The Cattle Export Charges Act 1990 will be repealed by
item 1 of Schedule 4 of the Australian Meat and Live-stock Industry
(Repeals and Consequential Provisions) Bill 1997.
This Bill forms part of a package of 17 Bills restructuring the
regulatory framework of the Australian meat and live-stock
industry. Under existing levy and charge arrangements, funds raised
primarily go towards funding the MIC, AMLC and MRC. Under the
proposed arrangements the government intends that industry
contributions will be sourced on a statutory and non-statutory
basis. The collection of statutory levies is intended to be based
on the current system but with changes providing for a transaction
levy on sheep, lambs and goats, replacing the current livestock
slaughter levy, and a separate transaction levy on grain fed
cattle.
The rationale given by the Minister in the Second Reading Speech
to the Australian Meat and Live-stock Industry Bill 1997 for the
transaction levy approach is:
The transaction levy approach for sheep, lambs and goats was
adopted at the request of a clear majority of industry whose
submission met all of the requirements of the government's levy
principles. A similar request was also submitted by the grain fed
cattle industry sector for a separate cattle transaction levy.
Again this submission met each of the Government's levy
principles.
The existing levy and charge imposition Acts have been modified
to provide for clear sectoral ownership.(1)
In relation to non-statutory contributions, the government is
setting the processor and exporter levies at zero. It should be
noted that the Minister in the Second Reading Speech to the Bill
issues a warning in respect of such contributions, that is:
Should the non-statutory contributions by processors and
livestock exporters fail to meet agreed funding levels for joint
industry functions, and as specifically agreed by these two
sectors, the Government has their prior agreement to maintain
levies at a required level to ensure there is adequate
funding.(2)

▬▬▬

## Exercise 1
Find each line in the records below that contains the word "green", paying attention to uppercase and lowercase, and copy those lines.
The passage on Australian meat industry levies and the records have no connection to each other.

Object location labeling data:
▬▬▬

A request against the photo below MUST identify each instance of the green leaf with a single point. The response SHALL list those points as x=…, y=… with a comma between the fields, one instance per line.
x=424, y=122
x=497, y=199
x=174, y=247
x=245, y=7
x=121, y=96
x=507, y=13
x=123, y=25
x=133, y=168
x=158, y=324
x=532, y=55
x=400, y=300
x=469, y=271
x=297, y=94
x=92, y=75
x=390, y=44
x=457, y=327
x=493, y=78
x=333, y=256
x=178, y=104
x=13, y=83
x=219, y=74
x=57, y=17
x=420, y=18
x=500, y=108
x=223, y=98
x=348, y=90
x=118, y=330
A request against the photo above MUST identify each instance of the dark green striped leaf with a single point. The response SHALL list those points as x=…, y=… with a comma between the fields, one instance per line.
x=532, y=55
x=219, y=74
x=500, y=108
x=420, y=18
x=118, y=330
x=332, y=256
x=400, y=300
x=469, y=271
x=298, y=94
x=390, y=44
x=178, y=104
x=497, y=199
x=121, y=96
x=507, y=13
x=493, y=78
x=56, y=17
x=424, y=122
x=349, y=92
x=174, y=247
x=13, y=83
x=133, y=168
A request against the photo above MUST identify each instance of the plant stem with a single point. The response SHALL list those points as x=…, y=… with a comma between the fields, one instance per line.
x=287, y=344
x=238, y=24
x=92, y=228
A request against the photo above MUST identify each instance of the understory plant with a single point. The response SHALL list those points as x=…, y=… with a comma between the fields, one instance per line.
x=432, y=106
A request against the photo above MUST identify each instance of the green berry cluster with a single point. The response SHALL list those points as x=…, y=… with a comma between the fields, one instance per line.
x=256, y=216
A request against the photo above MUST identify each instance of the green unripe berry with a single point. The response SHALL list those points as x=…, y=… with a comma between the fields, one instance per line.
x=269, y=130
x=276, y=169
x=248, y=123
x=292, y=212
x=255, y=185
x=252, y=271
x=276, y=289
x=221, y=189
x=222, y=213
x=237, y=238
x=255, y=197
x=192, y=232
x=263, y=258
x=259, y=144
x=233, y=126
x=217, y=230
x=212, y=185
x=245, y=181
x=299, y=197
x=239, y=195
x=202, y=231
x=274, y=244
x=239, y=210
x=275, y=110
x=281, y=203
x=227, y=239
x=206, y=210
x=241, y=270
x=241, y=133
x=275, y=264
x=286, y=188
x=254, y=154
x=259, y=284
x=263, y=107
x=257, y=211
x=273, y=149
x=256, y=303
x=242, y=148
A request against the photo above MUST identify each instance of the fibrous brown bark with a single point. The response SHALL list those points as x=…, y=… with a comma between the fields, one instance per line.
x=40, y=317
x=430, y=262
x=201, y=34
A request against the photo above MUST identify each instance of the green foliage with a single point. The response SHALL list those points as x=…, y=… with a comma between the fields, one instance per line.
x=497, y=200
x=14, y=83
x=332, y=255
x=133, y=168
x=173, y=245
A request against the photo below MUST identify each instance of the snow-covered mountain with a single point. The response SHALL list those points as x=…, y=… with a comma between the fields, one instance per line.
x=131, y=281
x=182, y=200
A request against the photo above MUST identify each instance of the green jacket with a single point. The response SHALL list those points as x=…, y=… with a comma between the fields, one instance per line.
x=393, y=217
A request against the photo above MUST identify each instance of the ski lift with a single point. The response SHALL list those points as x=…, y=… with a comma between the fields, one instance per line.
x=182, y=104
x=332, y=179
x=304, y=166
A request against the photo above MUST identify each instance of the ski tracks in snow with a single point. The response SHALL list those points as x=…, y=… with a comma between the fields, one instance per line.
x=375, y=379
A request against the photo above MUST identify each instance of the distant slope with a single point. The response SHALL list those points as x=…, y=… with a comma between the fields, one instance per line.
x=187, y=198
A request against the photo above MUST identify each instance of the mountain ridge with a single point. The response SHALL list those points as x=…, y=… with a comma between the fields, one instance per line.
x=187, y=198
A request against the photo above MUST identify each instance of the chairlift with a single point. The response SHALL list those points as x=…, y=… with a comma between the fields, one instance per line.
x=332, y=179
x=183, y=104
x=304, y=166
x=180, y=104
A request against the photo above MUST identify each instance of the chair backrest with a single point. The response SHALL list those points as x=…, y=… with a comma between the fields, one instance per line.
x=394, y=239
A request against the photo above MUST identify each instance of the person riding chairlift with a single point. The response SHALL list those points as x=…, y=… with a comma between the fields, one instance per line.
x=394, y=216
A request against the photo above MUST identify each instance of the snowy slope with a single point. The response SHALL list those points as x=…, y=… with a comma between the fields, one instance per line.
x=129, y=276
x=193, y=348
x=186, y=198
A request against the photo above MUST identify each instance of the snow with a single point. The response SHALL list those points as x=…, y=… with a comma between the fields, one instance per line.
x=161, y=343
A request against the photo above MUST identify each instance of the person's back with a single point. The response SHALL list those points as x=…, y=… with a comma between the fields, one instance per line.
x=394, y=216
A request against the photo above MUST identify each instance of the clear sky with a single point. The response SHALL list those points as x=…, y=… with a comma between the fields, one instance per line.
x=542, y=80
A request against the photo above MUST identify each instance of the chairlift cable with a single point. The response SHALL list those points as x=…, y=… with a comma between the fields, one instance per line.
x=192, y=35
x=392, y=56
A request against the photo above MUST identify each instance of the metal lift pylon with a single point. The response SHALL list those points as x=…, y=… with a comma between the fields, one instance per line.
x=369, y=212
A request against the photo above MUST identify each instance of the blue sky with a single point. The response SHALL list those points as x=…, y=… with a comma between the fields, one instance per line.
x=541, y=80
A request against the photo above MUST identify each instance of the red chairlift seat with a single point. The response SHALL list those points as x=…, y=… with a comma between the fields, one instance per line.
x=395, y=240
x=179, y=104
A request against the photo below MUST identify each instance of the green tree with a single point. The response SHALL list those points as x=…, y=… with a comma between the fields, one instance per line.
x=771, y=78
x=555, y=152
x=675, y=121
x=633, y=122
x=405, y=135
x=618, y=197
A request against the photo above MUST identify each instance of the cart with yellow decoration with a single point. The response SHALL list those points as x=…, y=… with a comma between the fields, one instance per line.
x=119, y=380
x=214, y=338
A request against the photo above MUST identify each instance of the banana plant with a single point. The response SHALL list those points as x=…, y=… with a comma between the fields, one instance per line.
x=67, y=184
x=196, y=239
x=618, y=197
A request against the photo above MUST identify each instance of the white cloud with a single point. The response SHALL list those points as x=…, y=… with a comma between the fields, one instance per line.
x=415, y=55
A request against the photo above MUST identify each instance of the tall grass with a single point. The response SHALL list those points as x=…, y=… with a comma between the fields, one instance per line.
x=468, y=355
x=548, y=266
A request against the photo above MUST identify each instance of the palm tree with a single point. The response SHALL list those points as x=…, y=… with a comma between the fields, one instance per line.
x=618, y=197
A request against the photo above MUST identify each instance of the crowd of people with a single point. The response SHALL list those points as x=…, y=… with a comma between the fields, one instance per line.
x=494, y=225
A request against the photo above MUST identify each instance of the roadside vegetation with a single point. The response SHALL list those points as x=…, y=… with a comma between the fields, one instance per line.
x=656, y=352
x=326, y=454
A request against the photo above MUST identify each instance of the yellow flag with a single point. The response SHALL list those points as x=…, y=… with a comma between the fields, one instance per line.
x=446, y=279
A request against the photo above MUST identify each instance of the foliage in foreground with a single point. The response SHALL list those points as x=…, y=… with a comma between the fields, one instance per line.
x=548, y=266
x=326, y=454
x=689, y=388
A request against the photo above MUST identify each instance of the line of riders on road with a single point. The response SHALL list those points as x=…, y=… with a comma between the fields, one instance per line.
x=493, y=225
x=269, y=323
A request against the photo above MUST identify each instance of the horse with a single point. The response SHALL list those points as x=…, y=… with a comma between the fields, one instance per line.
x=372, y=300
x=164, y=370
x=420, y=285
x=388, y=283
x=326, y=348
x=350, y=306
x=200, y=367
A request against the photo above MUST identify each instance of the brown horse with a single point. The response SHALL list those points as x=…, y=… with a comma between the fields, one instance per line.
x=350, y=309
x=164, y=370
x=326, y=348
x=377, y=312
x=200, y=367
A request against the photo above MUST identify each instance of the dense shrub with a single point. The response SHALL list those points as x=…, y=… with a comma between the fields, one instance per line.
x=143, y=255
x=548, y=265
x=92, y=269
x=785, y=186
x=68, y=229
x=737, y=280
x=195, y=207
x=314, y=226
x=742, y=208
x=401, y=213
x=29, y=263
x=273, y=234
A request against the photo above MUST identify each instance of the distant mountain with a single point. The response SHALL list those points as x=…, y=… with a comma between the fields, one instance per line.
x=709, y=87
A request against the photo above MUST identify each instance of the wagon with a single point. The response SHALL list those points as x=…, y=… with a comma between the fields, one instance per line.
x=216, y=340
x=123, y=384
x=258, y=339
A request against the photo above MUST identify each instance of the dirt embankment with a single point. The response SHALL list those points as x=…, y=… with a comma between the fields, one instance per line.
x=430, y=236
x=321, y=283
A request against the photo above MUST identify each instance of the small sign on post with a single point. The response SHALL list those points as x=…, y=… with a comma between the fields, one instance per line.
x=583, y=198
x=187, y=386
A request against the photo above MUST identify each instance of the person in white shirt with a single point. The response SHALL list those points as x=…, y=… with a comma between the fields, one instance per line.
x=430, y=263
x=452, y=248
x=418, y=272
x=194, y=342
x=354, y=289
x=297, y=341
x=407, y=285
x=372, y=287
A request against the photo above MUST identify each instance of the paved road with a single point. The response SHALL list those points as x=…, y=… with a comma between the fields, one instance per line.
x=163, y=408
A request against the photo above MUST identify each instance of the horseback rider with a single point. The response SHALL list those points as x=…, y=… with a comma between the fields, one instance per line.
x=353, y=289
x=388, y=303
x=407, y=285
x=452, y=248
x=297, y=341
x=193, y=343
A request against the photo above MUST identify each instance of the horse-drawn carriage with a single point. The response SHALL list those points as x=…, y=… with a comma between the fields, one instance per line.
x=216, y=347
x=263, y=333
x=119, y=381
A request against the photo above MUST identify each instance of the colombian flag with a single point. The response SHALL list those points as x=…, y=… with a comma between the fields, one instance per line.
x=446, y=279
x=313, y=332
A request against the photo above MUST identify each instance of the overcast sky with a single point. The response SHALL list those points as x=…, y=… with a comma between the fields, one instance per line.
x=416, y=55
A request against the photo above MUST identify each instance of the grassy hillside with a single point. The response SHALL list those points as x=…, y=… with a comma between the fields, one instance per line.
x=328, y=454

▬▬▬

## Exercise 2
Write the next part of the passage on Australian meat industry levies above, continuing after its final sentence.

## Written answer 1
A request against the photo below MUST identify each instance of the green leaf with a single point. The response SHALL list those points as x=…, y=… with a comma between the fields, one instance per line.
A request against the photo above MUST identify each instance of the dark green striped leaf with a single point. The response SHALL list those points as x=…, y=… with a comma between the fields, one instance per line.
A request against the photo above MUST identify each instance of the green berry cluster with a single point. The response SHALL list those points as x=…, y=… with a comma between the fields, one instance per line.
A request against the photo above MUST identify each instance of the green unripe berry with a single point. The response SHALL list those points as x=…, y=… with a comma between the fields, one instance per line.
A request against the photo above MUST identify each instance of the green foliage with a single point. The response SHALL list those points as x=…, y=… with a comma between the fields, one instance per line.
A request against the photo above MUST identify each instance of the green jacket with a single point. The response SHALL list those points as x=…, y=… with a comma between the fields, one instance per line.
A request against the photo below MUST identify each instance of the green tree with a single point. The response SHALL list those points as x=…, y=… with a comma between the fields, one instance per line.

## Written answer 2
Under the proposed arrangements, the Government intends that
decisions on levels of levies and charges be the responsibility of
peak industry council.
In respect to this Bill and the Cattle (Exporters) Export
Charges Bill 1997, the Minister in the Second Reading Speech to the
Australian Meat and Live-stock Industry Bill 1997 provides a
rationale for the repeal of the Cattle Export Charges Act
1990 and the proposed separate producer/exporter charge
arrangements, that is:
This allows for subsequent reduction of the export sector levy
components to zero, when that sector delivers on its funding
commitments under the new partnership arrangements.(3)
Clause 4 imposes a charge on:
- cattle, other than dairy cattle, exported from Australia where
the levy under the proposed Cattle Transactions Levy Act
1997 has not been paid, and is not payable; and
- cattle purchased by an exporter and held by the exporter for a
period that is more than 60 days, or the period for which the
cattle are required to be held in quarantine, whichever is the
longer.
The term 'cattle' is defined by clause 3 to
mean bovine animals other than buffalo.
Clause 5 provides that the rate of charge on
the export of each head of cattle (other than a chargeable bobby
calf) will be:
- $2.16, or a prescribed amount up to $6.50, for payment to the
marketing body (see clauses 60-66 of the
Australian Meat and Live-stock Industry Bill 1997);
- 72 cents, or a prescribed amount up to $2.00, for payment to
the research body (see clauses 60-66 of the
Australian Meat and Live-stock Industry Bill 1997);
- 17 cents, or a prescribed amount up to $4.00, for payment to
the NCDE; and
- 13 cents, or a prescribed amount up to 50 cents, for payment to
the AAHC.
The rate of charge on the export of each head of cattle that is
a chargeable bobby calf will be:
- 48 cents, or a prescribed amount up to $1.90, for payment to
the marketing body;
- 16 cents, or a prescribed amount up to 40 cents, for payment to
the research body;
- a prescribed amount up to 20 cents, if any, for payment to the
NCDE; and
- a prescribed amount up to 50 cents, if any, for payment to the
AAHC.
The term 'bobby calf' is defined by clause 3 to
mean a bovine animal, other than a buffalo, which at the time of
export with a liveweight not exceeding 80kg, or which has not had
its liveweight determined at export but which would if slaughtered
at that time have a dressed carcase weight not exceeding 40kg.
The charge will be payable by the producer of the cattle
(clause 6).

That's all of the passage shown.